◆ WRITTEN INSTRUCTION
Count the lines of the material below that contain the string "hair", matching case exactly, and reply with the number alone.

◆ DATA TO USE
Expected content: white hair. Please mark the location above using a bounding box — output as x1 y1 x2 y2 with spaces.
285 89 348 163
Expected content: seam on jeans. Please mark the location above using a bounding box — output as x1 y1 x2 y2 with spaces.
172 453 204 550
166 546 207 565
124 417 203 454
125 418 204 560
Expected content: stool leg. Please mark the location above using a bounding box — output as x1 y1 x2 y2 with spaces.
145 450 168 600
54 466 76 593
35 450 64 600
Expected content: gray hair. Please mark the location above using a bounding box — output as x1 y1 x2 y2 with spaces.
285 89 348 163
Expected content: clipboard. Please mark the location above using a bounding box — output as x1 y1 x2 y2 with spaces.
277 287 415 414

◆ FINISHED TASK
2